- [Requirements] Reproduce the items from the line containing "Provide a point for each instance of the flag on" through the end of the items, substituting "Response" for every "Reply" and leaving everything else unchanged.

* Begin Data supplied *

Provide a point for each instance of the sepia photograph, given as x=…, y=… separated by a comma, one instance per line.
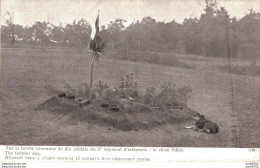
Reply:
x=130, y=73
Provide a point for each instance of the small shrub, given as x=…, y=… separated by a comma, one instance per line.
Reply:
x=100, y=87
x=128, y=87
x=172, y=96
x=68, y=87
x=149, y=95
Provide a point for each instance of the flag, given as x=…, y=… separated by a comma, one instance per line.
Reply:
x=97, y=24
x=97, y=44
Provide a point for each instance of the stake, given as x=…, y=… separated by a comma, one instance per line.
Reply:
x=91, y=69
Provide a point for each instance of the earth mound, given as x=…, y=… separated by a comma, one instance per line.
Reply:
x=136, y=117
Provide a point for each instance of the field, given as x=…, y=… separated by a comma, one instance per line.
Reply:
x=230, y=100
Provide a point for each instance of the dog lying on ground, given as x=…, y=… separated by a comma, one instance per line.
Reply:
x=204, y=125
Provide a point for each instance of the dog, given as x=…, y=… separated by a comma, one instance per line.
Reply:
x=204, y=125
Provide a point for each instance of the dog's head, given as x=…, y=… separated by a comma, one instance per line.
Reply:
x=198, y=116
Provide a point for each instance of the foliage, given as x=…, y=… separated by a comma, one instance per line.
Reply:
x=205, y=35
x=128, y=87
x=170, y=95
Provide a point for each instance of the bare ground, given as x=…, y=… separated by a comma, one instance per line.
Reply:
x=232, y=101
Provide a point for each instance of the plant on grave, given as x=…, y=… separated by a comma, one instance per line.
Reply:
x=148, y=97
x=68, y=87
x=170, y=95
x=96, y=46
x=128, y=87
x=100, y=88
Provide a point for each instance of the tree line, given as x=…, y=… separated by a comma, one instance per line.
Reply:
x=214, y=33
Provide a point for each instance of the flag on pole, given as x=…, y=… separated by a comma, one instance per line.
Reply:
x=97, y=23
x=97, y=44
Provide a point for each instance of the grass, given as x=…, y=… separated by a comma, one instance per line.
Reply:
x=26, y=73
x=149, y=57
x=136, y=111
x=247, y=70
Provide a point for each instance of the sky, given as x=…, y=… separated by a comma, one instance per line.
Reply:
x=26, y=12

* End Data supplied *

- [Written reply]
Provide a point for each instance of the flag on pole, given as x=…, y=… separated by a comma, one instance per line.
Response:
x=97, y=23
x=97, y=44
Provide a point for each instance of the grass, given as x=…, y=… separated by a comma, one instance per line.
Response:
x=26, y=73
x=149, y=57
x=136, y=111
x=247, y=70
Provide a point for each instance of the sky, given as x=…, y=… separated by a comma, one instance per line.
Response:
x=26, y=12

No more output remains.